Task prompt: The required answer is an exact copy of every entry underneath.

Collected data
"""
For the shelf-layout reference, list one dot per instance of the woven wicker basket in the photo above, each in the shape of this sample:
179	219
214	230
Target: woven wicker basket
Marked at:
"""
Exercise answer:
For the shelf-layout reference, list one dot per instance of the woven wicker basket in the photo above, each in the shape of this sample:
179	219
214	230
Target: woven wicker basket
Marked at:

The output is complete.